- **Work task**
Your copy should hold only the lines from the one with "Query: flower stem" to the one with "Query: blurred green background", both included, each exactly as it stands below, with no pictures.

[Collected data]
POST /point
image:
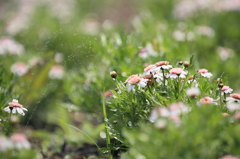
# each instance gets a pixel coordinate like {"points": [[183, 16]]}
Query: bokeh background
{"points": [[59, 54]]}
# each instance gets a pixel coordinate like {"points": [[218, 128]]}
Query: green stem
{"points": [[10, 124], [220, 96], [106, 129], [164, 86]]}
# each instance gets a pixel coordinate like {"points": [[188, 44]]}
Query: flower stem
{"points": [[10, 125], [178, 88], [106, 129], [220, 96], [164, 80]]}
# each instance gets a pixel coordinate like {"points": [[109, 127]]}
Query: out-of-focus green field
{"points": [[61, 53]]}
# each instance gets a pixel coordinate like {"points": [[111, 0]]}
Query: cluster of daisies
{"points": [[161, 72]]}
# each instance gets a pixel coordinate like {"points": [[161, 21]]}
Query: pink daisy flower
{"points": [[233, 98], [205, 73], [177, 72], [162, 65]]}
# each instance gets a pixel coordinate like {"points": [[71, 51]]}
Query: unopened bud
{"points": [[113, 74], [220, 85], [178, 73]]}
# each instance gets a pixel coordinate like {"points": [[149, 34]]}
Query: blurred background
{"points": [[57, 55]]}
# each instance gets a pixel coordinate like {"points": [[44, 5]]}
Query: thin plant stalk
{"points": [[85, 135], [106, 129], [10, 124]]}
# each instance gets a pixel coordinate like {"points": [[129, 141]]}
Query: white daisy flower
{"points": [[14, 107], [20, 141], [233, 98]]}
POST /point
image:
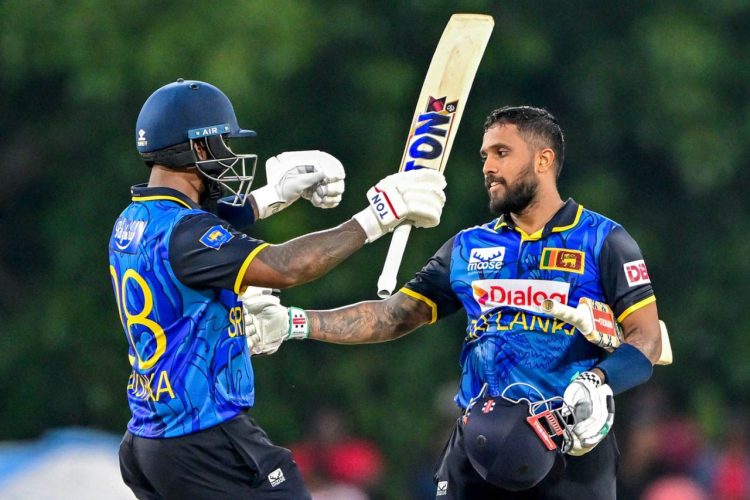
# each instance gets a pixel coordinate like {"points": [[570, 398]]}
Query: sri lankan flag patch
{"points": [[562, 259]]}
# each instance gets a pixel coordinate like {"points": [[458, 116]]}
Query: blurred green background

---

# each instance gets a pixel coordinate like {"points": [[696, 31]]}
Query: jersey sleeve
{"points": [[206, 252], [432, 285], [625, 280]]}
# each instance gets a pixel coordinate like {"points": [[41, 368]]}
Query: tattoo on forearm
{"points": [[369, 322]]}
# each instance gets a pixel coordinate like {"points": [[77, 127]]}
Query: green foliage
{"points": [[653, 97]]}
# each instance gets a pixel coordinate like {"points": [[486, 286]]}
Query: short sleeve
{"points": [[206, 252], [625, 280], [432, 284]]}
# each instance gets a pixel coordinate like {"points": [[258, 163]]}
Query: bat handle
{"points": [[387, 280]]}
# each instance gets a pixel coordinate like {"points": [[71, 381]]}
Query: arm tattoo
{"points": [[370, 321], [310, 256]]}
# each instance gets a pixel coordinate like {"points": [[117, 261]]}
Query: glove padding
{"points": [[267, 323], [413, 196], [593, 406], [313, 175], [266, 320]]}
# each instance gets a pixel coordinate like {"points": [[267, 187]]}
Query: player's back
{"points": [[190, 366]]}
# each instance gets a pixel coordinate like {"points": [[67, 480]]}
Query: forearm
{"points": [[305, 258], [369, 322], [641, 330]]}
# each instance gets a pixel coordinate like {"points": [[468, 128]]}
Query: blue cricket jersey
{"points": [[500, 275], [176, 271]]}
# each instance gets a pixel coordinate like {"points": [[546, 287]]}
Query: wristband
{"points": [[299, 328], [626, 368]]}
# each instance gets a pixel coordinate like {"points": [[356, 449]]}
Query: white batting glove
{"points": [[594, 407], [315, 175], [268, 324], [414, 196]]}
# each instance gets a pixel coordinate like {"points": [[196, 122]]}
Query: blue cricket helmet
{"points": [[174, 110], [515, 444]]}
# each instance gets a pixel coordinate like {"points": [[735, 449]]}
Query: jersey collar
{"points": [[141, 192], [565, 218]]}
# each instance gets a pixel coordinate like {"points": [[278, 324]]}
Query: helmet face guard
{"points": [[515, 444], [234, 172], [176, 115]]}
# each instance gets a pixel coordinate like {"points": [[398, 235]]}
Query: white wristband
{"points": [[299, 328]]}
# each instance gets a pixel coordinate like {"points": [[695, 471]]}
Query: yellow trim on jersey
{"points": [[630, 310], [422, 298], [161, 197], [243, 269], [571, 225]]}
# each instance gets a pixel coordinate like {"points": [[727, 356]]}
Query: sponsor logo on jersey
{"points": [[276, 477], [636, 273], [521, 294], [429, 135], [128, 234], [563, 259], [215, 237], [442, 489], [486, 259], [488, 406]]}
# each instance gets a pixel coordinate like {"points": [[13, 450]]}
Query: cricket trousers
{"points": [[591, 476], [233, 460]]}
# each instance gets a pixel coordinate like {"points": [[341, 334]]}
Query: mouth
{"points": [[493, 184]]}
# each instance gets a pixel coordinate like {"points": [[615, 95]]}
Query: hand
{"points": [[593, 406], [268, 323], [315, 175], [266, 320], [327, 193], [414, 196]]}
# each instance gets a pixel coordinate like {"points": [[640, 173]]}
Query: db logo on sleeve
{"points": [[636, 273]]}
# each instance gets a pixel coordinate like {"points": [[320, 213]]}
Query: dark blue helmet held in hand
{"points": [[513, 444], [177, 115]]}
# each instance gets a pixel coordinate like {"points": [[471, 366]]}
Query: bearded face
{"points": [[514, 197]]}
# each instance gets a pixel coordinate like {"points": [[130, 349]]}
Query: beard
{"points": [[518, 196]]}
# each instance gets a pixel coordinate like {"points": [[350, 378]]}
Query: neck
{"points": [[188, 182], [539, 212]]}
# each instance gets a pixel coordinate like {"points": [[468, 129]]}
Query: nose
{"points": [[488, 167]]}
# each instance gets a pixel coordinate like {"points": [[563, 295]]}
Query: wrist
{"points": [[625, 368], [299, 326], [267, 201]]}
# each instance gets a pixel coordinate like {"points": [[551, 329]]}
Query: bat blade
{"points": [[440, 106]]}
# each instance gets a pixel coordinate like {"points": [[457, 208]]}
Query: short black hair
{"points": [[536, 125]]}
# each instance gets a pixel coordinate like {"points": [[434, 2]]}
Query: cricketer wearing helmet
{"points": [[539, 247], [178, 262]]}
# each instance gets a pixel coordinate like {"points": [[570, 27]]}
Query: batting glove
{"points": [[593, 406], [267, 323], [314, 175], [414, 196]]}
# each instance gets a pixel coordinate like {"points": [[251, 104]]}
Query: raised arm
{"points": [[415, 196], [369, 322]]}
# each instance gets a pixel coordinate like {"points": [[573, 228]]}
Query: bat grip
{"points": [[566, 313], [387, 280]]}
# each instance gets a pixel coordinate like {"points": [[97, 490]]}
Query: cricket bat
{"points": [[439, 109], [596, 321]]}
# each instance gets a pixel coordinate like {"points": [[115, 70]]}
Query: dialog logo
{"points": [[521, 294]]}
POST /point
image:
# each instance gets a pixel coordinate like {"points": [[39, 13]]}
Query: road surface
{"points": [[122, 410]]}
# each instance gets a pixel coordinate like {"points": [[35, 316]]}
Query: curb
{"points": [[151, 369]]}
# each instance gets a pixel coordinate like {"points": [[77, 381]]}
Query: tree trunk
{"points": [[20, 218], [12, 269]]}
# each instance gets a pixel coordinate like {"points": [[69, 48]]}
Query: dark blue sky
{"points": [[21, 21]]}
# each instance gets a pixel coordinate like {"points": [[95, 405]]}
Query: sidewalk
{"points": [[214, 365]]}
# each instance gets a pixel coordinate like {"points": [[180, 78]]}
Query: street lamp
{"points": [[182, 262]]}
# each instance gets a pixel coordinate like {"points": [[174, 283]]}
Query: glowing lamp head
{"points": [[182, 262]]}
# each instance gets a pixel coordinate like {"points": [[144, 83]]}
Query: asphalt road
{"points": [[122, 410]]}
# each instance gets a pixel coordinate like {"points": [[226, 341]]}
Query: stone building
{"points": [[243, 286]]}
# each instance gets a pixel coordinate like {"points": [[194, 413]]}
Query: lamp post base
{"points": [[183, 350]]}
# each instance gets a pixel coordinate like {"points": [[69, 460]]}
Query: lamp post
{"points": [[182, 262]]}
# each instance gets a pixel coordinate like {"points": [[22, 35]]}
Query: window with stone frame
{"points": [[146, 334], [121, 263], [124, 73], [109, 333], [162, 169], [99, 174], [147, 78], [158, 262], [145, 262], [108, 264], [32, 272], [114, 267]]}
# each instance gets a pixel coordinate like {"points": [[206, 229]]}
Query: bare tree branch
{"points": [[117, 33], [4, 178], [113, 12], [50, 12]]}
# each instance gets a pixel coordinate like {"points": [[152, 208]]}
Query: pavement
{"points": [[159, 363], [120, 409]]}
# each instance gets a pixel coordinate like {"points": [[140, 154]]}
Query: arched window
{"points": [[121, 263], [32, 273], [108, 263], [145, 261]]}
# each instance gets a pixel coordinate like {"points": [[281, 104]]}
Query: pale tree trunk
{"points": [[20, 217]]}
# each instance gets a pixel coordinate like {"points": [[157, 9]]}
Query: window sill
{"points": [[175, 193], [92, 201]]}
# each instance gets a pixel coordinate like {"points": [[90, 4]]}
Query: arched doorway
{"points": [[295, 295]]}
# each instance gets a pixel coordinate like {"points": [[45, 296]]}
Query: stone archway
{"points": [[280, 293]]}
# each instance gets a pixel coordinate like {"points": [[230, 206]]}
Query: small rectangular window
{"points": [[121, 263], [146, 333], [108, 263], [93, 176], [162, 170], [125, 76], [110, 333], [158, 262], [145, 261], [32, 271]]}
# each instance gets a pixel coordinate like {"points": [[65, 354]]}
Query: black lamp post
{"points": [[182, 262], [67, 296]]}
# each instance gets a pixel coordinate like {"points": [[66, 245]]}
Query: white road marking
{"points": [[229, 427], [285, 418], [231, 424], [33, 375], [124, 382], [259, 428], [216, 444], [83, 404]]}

...

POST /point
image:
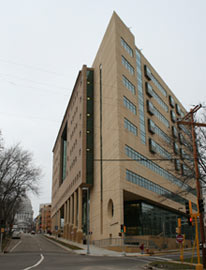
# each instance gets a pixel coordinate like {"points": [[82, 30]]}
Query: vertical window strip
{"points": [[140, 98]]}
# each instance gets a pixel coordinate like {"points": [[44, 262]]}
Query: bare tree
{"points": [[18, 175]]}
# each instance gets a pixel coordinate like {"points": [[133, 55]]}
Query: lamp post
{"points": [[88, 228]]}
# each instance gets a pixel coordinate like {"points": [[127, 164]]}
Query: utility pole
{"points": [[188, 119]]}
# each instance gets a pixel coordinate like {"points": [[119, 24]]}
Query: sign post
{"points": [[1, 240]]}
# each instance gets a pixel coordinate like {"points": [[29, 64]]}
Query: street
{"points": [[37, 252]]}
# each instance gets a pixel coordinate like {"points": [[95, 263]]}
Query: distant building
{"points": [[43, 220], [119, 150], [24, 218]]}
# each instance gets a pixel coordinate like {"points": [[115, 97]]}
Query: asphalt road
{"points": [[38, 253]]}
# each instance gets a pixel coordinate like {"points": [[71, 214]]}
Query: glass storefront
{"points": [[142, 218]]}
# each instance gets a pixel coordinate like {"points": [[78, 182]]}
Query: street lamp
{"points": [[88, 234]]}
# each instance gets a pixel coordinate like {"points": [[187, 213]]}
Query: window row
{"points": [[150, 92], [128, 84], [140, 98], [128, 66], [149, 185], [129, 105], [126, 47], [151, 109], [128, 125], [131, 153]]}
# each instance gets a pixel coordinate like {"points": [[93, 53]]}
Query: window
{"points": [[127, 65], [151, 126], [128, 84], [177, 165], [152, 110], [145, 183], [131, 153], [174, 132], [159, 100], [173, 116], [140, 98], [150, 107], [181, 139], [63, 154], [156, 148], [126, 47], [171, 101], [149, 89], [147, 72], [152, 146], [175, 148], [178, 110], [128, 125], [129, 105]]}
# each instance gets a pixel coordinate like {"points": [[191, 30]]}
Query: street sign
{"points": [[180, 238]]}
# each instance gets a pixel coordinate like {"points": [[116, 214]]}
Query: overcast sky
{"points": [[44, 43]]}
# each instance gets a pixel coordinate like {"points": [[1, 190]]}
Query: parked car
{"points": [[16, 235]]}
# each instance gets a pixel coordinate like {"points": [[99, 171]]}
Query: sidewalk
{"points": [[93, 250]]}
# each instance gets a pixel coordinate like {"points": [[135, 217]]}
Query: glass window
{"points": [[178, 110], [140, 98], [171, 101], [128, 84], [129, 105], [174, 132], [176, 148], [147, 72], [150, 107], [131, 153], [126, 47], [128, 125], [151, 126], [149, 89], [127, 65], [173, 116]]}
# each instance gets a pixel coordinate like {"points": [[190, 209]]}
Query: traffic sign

- **Your solution**
Query: flower stem
{"points": [[10, 125], [178, 88], [106, 129], [220, 96], [164, 80]]}
# each instance gets a pixel coordinate like {"points": [[109, 127]]}
Query: out-of-focus green field
{"points": [[61, 53]]}
# each instance gets a pixel coordinate like {"points": [[111, 0]]}
Query: cluster of daisies
{"points": [[161, 72]]}
# each instance gets a pixel coordinate like {"points": [[161, 21]]}
Query: pink daisy flower
{"points": [[233, 98], [205, 73], [177, 72], [162, 65]]}
# each instance gets a pixel coordinate like {"points": [[71, 51]]}
Query: unopened bud
{"points": [[113, 74], [220, 85], [178, 73]]}
# each instance gets a pixel coordinate like {"points": [[149, 34]]}
Query: blurred background
{"points": [[57, 55]]}
# each instance gets a pixel coordinate like {"points": [[44, 5]]}
Query: thin plant stalk
{"points": [[85, 135], [106, 129], [10, 124]]}
# each instance gets a pixel coordinate like {"points": [[129, 141]]}
Query: white daisy flower
{"points": [[14, 107], [20, 141], [233, 98]]}
POST /point
image:
# each instance gets a pixel coordinate like {"points": [[570, 398]]}
Query: sri lankan flag patch
{"points": [[562, 259]]}
# each instance gets a pixel coordinate like {"points": [[458, 116]]}
Query: blurred green background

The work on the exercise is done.